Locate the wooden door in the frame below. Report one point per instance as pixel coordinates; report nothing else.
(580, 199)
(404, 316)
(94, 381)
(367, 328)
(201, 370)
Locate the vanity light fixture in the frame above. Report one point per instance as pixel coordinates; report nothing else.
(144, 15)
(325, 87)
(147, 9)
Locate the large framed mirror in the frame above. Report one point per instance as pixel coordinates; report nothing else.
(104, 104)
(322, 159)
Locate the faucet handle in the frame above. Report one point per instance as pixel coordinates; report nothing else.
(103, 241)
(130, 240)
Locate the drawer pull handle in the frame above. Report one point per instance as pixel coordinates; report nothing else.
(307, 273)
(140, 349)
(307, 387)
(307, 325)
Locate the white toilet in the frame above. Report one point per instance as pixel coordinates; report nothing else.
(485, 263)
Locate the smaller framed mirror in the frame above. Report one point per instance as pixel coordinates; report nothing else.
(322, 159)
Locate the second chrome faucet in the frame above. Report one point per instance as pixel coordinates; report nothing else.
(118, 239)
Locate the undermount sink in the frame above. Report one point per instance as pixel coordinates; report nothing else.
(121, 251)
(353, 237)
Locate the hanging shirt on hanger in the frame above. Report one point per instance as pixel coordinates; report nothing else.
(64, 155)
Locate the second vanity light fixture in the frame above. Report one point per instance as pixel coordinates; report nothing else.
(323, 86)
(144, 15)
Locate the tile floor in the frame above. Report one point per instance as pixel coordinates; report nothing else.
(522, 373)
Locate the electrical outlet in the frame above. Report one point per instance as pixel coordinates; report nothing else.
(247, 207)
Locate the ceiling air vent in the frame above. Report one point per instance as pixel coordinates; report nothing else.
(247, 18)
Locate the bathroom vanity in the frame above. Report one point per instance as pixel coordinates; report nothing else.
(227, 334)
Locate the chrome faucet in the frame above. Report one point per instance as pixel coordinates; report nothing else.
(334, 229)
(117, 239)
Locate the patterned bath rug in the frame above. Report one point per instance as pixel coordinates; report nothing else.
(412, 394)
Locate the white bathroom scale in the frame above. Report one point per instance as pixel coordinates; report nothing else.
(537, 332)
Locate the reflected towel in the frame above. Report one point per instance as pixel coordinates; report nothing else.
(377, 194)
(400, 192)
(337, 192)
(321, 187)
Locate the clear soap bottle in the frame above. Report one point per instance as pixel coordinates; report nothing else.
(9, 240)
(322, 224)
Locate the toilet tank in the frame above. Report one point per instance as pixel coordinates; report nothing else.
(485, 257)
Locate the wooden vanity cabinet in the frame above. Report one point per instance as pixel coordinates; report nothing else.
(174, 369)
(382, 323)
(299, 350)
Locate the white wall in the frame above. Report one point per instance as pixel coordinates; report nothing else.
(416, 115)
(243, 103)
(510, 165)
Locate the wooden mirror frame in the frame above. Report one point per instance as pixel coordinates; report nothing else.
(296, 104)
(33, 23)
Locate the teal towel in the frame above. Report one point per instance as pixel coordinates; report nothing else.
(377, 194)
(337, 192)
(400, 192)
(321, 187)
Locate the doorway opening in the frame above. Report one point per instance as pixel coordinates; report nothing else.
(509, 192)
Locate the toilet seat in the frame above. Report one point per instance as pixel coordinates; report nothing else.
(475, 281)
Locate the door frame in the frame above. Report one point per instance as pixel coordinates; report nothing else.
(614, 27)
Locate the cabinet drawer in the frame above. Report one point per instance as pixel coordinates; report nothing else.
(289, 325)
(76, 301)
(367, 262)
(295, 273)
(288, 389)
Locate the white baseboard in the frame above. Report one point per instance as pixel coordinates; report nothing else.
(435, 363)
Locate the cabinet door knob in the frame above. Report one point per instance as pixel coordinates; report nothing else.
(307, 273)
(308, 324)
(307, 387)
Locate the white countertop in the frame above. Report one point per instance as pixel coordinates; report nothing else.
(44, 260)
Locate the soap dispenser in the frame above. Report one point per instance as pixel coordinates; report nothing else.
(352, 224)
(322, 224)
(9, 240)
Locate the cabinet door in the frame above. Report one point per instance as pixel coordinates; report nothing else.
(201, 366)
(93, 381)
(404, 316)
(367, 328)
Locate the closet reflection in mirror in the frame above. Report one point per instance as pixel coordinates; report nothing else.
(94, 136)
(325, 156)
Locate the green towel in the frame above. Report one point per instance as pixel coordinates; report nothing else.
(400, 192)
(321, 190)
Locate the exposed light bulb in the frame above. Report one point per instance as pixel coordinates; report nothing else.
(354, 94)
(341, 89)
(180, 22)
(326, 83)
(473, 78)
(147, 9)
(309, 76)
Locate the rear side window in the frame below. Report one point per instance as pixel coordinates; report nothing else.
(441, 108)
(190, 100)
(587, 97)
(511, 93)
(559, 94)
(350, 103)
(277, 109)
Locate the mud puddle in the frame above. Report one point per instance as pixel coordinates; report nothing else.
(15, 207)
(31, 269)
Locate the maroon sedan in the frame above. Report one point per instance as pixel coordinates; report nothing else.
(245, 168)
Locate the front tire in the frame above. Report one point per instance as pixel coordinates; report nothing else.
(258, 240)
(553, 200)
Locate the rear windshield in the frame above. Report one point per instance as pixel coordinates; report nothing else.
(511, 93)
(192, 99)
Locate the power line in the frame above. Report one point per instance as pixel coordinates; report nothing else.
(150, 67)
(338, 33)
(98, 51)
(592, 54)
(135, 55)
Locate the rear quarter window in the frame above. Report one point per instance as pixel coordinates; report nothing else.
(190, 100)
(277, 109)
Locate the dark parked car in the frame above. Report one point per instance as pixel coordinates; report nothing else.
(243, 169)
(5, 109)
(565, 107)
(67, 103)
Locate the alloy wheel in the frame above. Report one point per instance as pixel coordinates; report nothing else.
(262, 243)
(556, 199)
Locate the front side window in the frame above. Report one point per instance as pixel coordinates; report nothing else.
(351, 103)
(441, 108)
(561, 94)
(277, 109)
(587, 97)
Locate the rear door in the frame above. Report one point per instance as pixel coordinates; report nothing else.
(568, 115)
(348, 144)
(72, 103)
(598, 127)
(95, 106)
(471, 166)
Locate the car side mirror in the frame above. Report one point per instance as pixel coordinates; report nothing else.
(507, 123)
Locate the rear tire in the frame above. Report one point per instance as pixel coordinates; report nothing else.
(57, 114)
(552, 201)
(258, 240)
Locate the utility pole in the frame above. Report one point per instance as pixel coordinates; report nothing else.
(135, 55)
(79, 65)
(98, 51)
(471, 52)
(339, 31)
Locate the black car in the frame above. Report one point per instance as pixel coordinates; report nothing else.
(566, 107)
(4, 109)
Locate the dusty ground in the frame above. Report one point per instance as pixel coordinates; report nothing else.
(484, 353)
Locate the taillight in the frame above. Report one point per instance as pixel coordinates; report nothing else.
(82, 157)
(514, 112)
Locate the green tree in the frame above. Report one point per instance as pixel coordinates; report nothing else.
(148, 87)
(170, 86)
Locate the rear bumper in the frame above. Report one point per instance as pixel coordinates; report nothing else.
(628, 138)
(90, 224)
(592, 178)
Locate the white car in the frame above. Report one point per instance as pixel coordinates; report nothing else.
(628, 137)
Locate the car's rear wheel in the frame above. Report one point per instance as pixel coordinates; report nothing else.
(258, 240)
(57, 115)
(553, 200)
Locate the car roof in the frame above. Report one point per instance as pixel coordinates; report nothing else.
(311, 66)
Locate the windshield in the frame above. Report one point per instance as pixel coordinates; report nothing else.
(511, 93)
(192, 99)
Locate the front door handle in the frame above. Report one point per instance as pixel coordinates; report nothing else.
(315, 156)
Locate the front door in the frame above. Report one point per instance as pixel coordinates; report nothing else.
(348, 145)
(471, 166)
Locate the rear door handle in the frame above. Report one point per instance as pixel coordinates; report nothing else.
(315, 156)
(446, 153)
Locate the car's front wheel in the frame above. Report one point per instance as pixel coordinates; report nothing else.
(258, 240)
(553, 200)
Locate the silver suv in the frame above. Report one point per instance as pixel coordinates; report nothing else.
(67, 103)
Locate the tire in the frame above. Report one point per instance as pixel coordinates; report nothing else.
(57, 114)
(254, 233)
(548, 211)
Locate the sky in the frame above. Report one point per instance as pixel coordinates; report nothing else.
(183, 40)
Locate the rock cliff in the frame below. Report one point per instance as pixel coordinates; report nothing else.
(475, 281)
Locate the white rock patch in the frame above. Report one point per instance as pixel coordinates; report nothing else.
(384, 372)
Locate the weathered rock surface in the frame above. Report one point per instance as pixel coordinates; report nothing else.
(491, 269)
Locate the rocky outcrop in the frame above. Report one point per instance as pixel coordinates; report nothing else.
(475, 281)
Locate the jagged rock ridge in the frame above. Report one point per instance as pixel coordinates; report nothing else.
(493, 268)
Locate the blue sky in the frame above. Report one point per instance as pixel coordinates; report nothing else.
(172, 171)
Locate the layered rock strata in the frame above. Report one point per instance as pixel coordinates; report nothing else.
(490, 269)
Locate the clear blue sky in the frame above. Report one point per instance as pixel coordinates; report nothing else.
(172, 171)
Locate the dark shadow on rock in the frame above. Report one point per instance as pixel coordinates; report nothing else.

-=-=-=-=-

#### DESCRIPTION OF THE TASK
Transcribe exactly the line containing "Locate the rocky" and all remaining lines of the material, ending with the last one.

#### ANSWER TO THIS PROBLEM
Locate the rocky outcrop in the frame above. Report one point per instance as pixel coordinates; report nothing else.
(475, 281)
Locate the jagged rock ridge in the frame above. Report one point per instance as pixel coordinates; report nothing else.
(493, 268)
Locate the blue sky in the frame above. Report one point per instance as pixel coordinates; report nothing else.
(172, 171)
Locate the layered rock strata in the frame above. Report one point per instance as pixel coordinates; report nothing else.
(490, 269)
Locate the clear blue sky in the frame above. Report one point per instance as pixel coordinates; report nothing else.
(172, 171)
Locate the dark shadow on rock in the frame above. Report one point per instance as pixel coordinates; report nothing else.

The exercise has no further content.